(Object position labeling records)
▬▬▬▬▬▬

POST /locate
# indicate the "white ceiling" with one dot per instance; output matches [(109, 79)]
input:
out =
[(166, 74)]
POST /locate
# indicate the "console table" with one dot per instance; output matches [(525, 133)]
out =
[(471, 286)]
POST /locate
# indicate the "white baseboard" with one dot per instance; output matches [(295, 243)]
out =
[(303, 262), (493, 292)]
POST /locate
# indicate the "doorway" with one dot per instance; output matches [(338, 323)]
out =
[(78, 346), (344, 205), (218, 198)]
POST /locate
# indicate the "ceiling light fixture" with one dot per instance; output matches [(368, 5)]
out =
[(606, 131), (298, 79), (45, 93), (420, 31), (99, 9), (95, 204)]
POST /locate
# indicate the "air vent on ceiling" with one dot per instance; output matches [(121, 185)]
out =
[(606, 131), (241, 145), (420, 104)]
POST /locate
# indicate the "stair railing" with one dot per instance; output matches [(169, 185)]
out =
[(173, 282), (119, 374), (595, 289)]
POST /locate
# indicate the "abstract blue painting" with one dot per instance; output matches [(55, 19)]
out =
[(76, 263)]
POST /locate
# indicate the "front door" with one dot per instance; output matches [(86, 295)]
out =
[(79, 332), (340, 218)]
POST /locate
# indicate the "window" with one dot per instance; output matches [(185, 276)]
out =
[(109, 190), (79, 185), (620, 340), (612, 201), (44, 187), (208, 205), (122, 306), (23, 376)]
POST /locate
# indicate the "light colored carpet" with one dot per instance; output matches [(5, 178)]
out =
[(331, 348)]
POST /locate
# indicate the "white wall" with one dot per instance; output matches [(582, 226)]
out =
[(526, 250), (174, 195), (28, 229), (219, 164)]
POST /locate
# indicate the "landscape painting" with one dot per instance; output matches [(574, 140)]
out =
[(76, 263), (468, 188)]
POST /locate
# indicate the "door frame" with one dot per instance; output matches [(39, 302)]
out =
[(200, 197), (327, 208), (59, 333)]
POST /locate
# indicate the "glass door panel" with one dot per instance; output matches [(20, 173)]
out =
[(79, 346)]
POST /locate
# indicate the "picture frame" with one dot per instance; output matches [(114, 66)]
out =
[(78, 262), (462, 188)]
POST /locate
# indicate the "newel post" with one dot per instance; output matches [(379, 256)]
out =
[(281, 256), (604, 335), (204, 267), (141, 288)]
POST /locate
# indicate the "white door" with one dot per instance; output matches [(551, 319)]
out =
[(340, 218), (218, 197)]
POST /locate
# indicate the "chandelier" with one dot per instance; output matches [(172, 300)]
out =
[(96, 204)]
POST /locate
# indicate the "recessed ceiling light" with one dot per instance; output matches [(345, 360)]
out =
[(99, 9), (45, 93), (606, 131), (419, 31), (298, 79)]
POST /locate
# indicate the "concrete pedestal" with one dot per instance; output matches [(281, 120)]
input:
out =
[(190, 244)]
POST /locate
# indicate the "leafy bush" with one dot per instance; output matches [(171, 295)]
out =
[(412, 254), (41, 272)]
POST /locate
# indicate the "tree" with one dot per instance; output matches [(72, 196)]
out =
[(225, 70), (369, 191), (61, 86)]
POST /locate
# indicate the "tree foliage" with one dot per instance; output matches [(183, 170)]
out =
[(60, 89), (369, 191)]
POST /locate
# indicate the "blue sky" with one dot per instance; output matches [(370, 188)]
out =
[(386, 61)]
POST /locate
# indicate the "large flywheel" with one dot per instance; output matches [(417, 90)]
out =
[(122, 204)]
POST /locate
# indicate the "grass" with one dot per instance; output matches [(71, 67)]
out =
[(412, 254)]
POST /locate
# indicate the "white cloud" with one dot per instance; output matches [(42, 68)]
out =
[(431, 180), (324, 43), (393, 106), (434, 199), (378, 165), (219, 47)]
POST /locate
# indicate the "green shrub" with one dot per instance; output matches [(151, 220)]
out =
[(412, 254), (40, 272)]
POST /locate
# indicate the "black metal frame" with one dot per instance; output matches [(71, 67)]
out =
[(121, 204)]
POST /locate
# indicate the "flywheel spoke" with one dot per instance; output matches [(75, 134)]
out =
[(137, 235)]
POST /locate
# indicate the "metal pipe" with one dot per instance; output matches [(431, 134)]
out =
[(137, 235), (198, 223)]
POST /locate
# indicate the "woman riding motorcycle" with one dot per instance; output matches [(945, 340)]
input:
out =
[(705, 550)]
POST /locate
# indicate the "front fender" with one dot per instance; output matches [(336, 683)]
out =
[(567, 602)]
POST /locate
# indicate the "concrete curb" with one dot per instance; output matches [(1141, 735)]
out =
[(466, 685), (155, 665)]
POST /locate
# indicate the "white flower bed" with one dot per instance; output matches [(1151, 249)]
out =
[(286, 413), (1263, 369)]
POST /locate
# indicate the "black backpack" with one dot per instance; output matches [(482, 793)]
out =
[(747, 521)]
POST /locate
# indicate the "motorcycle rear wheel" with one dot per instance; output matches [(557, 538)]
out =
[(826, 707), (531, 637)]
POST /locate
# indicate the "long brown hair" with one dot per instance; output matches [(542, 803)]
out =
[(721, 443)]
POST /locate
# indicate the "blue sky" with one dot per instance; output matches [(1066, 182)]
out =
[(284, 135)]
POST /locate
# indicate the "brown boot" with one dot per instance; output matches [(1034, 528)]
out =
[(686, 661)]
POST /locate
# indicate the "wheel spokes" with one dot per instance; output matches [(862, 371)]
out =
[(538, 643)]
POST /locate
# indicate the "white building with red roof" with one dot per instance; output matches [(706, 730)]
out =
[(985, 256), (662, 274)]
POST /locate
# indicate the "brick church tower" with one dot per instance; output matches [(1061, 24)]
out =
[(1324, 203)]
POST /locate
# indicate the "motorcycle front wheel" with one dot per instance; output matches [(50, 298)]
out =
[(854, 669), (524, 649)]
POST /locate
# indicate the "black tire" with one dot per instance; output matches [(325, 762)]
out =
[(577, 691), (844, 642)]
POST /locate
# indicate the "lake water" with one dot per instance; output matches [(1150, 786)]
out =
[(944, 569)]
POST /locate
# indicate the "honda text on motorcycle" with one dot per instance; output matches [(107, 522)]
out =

▬▬▬▬▬▬

### WHAT YOU SHOULD DO
Give these lines as a JSON list of strings, one string per line and blank lines omitted, covering all the records.

### WRITTEN SOLUTION
[
  "POST /locate",
  "# indicate the \"white ceiling\" with one dot per instance; output matches [(109, 79)]",
  "input:",
  "out =",
  "[(166, 74)]",
  "POST /locate",
  "# indicate the \"console table\" with one dot per instance; output matches [(525, 133)]",
  "out =",
  "[(471, 286)]",
  "POST /locate",
  "# indicate the \"white baseboard\" with one dot per instance; output matches [(295, 243)]",
  "out =",
  "[(303, 262), (493, 292)]",
  "POST /locate",
  "# indicate the \"doorway\" with one dot per instance; output matches [(338, 323)]",
  "out =",
  "[(78, 346), (344, 205), (218, 198)]",
  "POST /locate",
  "# indicate the \"ceiling light fixture\" with one dot per instance; output matches [(368, 5)]",
  "out =",
  "[(606, 131), (298, 79), (45, 93), (420, 31), (99, 9), (95, 204)]",
  "POST /locate",
  "# indicate the \"air vent on ceiling\" with one dot per instance; output matches [(121, 185)]",
  "out =",
  "[(606, 131), (241, 145), (420, 104)]",
  "POST /locate",
  "# indicate the \"stair railing\" with one dot per instance; output matches [(169, 185)]",
  "out =",
  "[(173, 282), (119, 374), (595, 289)]",
  "POST /locate",
  "# indicate the \"abstract blue painting\" with one dot per instance; output matches [(55, 19)]",
  "out =",
  "[(76, 263)]",
  "POST /locate",
  "# indicate the \"front door\" with one dot per instance; output matches [(86, 295)]",
  "out =",
  "[(79, 332), (340, 218)]",
  "POST /locate",
  "# indicate the \"window\" with one dot per instance; output matches [(185, 276)]",
  "out =",
  "[(109, 190), (79, 185), (620, 340), (612, 201), (44, 187), (208, 205), (122, 306), (23, 376)]",
  "POST /locate",
  "# indicate the \"light colored carpet\" with one dot per instance; output matches [(5, 178)]",
  "out =",
  "[(331, 348)]",
  "POST /locate",
  "# indicate the \"white wall\" with one dot per instance; output matches [(582, 226)]",
  "out =",
  "[(526, 250), (174, 195), (28, 229), (219, 164)]",
  "POST /locate",
  "# indicate the \"landscape painting\" with one dot per instance; output matches [(574, 140)]",
  "out =",
  "[(76, 263), (468, 188)]",
  "POST /locate",
  "# indicate the \"door frame\" with one dot per instance; output matches [(39, 302)]",
  "out =",
  "[(200, 197), (327, 208), (59, 333)]",
  "POST /locate",
  "# indicate the \"glass door panel\" with one dot per instance; output matches [(20, 173)]",
  "out =",
  "[(79, 346)]",
  "POST /locate",
  "# indicate the \"picture frame\" with one dot per instance; output matches [(114, 66)]",
  "out =",
  "[(78, 262), (462, 188)]",
  "POST /locate",
  "# indicate the \"newel post\" with one dot per instance; output matches [(379, 256)]",
  "out =",
  "[(281, 256), (604, 335), (204, 267), (141, 288)]",
  "POST /locate",
  "# indicate the \"white door\" with one dot per instance; output matches [(551, 319)]",
  "out =",
  "[(340, 218), (218, 197)]",
  "POST /locate",
  "# indicate the \"chandelier\" with one dot per instance; output matches [(172, 300)]",
  "out =",
  "[(96, 204)]",
  "POST /locate",
  "# indicate the \"recessed ceiling light\" with one dot per instance; output matches [(345, 360)]",
  "out =",
  "[(99, 9), (45, 93), (606, 131), (419, 31), (298, 79)]",
  "POST /locate",
  "# indicate the \"concrete pedestal\" with one dot per instance; output matches [(281, 120)]",
  "input:",
  "out =",
  "[(190, 244)]",
  "POST /locate",
  "# indicate the \"leafy bush\" with one dot per instance; output matches [(171, 295)]",
  "out =",
  "[(412, 254), (41, 272)]",
  "POST /locate",
  "# indicate the \"tree\" with one dot per instance; output matches [(72, 196)]",
  "out =",
  "[(225, 70), (369, 191), (61, 86)]",
  "POST /locate",
  "# indicate the \"tree foliage\" with one dot per instance; output matches [(183, 170)]",
  "out =",
  "[(60, 89), (369, 191)]",
  "POST /locate",
  "# indicate the \"blue sky\" with one dot per instance; output matches [(370, 188)]",
  "out =",
  "[(386, 61)]",
  "POST /locate",
  "# indicate the \"large flywheel\" with one dot per instance; output matches [(417, 90)]",
  "out =",
  "[(122, 204)]",
  "POST /locate",
  "# indicate the \"grass\" with one dot per instance; output matches [(71, 67)]",
  "out =",
  "[(412, 254)]",
  "POST /locate",
  "# indicate the \"white cloud\" with one dot per instance; output matches [(42, 68)]",
  "out =",
  "[(431, 180), (324, 43), (393, 106), (434, 199), (378, 165), (219, 47)]",
  "POST /locate",
  "# indicate the \"green shrub\" with one dot per instance; output matches [(151, 220)]",
  "out =",
  "[(412, 254), (40, 272)]",
  "POST /locate",
  "# indicate the \"black metal frame\" with one dot per instance; output matches [(71, 67)]",
  "out =",
  "[(121, 204)]",
  "POST /locate",
  "# indicate the \"flywheel spoke\" with one dot per instance; output matches [(75, 134)]",
  "out =",
  "[(137, 235)]",
  "POST /locate",
  "# indicate the \"metal pipe\" with one dot per instance; output matches [(431, 134)]",
  "out =",
  "[(137, 235), (198, 223)]",
  "POST /locate",
  "# indicate the \"woman riding motorcycle\" with one dot per instance; output matches [(945, 340)]",
  "input:",
  "out =",
  "[(705, 550)]",
  "POST /locate",
  "# indicate the \"front fender\" with one dot per instance; output matches [(336, 683)]",
  "out =",
  "[(567, 602)]",
  "POST /locate",
  "# indicate the \"concrete curb\" with one dot per instance; output matches [(1141, 735)]",
  "out =",
  "[(466, 685), (155, 665)]",
  "POST /locate",
  "# indicate the \"white flower bed\" with one dot per instance; output matches [(1151, 249)]",
  "out =",
  "[(286, 413), (1263, 369)]",
  "POST /locate",
  "# indicate the \"black backpack\" with one dot per instance; output matches [(482, 793)]",
  "out =",
  "[(747, 521)]",
  "POST /locate",
  "# indicate the \"motorcycle rear wheel\" with one dot per instance; output matches [(557, 538)]",
  "out =",
  "[(826, 707), (531, 637)]",
  "POST /locate",
  "# indicate the \"long brown hair\" with one dot per instance; output matches [(542, 803)]",
  "out =",
  "[(721, 443)]",
  "POST /locate",
  "# indicate the \"blue sky\" with one dot per instance; output matches [(1066, 182)]",
  "out =",
  "[(284, 135)]",
  "POST /locate",
  "# indicate the \"brown boot\" with one dot per instance; output matches [(1034, 528)]",
  "out =",
  "[(686, 661)]",
  "POST /locate",
  "# indicate the \"wheel spokes\" with one dot per instance; output matches [(862, 371)]",
  "out =",
  "[(538, 643)]",
  "POST /locate",
  "# indicate the \"white building with red roof\" with one dot per instance; output matches [(706, 730)]",
  "out =",
  "[(985, 256), (662, 274)]",
  "POST /locate",
  "# indicate the \"brick church tower\" with one dot per instance; output matches [(1061, 24)]",
  "out =",
  "[(1324, 203)]",
  "POST /locate",
  "# indicate the \"motorcycle front wheel\" with one dot per instance; output matches [(50, 298)]",
  "out =",
  "[(854, 669), (524, 649)]",
  "POST /locate",
  "# indicate the \"black tire\" with one dot per instance; output matches [(325, 762)]",
  "out =",
  "[(577, 691), (844, 642)]",
  "POST /locate",
  "# indicate the \"lake water\" with one dot per instance; output matches [(1150, 786)]",
  "out =",
  "[(944, 569)]",
  "POST /locate",
  "# indicate the \"honda text on motorcycle\" with one dot per instance; output matches [(107, 522)]",
  "out ="
]